Source text:
Ontario Medical Association (OMA)
Response in PDF format.
Professional Association of Residents of Ontario (PARO)
Dear CPSO Policy Department,
Thank you for the invitation to provide feedback on the CPSO Public Health Emergencies policy draft.
We have reviewed the document and have one suggestion that the College may want to consider:
That the policy should explicitly recognize that, in some health emergencies, there may be different expectations of service provision for physicians who are immunocompromised.
We once again appreciate being included in the CPSO's consultative process.
Note: Some content has been edited in accordance with our posting guidelines.
Hello,
As a mature member of the public, living in [redacted], I am commenting briefly on this policy.
The table lists several examples of potential emergencies.
One that is emerging and not in the table is regarding our digital records.
On a sunny July morning in 2022, my residential Bell services were intact however an extensive Rogers outage occurred.
That morning my appointment with my doctor was related to a recent hematology consultation and an oral surgeon request before my planned procedure, we had no access and relief on our memories and a couple of printed documents. We were able to complete the appointment.
That is a minor example of the consequence of our reliance on digital records.
Much bigger and consequential examples to prepare for might be the previous Windsor region hospitals that were compromised - affecting surgery, cancer care, medical investigations and much more.

Provided data:
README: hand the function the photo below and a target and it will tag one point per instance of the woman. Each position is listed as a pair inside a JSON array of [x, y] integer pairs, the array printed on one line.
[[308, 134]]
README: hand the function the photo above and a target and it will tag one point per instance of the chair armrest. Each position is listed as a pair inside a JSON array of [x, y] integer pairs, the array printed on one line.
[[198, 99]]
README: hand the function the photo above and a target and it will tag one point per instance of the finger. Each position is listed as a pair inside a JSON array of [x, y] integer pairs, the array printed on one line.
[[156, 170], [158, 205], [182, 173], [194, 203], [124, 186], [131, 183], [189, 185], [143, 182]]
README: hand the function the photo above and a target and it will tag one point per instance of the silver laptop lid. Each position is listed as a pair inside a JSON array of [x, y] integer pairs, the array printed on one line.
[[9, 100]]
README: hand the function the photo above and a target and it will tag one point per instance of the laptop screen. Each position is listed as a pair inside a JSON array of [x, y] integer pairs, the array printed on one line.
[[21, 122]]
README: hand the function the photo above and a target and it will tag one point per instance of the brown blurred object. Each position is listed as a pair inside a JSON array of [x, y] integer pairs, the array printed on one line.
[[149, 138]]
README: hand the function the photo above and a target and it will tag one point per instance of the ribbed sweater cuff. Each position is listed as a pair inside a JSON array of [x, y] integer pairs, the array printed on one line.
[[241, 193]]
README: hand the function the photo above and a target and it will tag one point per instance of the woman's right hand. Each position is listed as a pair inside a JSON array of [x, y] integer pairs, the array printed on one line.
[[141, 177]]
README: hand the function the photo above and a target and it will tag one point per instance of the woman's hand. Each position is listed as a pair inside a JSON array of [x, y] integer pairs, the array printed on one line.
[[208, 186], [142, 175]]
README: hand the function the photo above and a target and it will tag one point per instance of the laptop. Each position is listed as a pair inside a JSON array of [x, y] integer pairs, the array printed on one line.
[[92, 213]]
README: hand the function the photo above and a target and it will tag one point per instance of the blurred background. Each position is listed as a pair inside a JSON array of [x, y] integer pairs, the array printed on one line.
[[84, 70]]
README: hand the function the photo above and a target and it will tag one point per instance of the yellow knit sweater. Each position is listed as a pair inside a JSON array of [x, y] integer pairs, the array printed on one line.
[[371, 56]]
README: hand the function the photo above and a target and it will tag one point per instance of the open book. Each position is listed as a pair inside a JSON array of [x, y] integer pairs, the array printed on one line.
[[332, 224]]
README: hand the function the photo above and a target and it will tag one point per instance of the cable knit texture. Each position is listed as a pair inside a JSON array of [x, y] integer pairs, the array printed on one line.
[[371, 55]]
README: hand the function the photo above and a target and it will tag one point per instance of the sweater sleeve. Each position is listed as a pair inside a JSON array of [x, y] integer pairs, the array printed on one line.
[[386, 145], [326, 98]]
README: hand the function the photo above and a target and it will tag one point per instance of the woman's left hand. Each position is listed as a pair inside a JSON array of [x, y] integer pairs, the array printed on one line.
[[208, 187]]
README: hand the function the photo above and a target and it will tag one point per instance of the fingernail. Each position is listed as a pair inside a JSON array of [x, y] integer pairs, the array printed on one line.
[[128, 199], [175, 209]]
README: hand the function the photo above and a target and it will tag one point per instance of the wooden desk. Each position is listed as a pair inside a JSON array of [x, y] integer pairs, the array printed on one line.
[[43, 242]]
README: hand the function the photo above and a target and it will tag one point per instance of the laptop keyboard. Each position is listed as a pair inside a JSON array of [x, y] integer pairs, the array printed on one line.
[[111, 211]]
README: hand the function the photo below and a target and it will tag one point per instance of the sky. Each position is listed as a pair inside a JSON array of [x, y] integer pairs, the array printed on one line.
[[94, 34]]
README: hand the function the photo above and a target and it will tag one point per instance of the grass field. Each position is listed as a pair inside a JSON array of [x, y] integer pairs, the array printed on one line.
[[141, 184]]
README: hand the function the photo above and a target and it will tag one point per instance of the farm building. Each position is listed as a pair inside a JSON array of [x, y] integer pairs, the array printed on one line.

What is being asked:
Answer these from the policy feedback:
(a) What did the residents' association say the policy should explicitly recognize?
(b) Whose services had the extensive outage in July 2022?
(c) Which region's hospitals are named as a bigger example of digital records being compromised?
Rely only on the policy feedback for what follows, not on outside knowledge.

Answer section:
(a) That in some health emergencies there may be different expectations of service provision for physicians who are immunocompromised.
(b) Rogers.
(c) The Windsor region.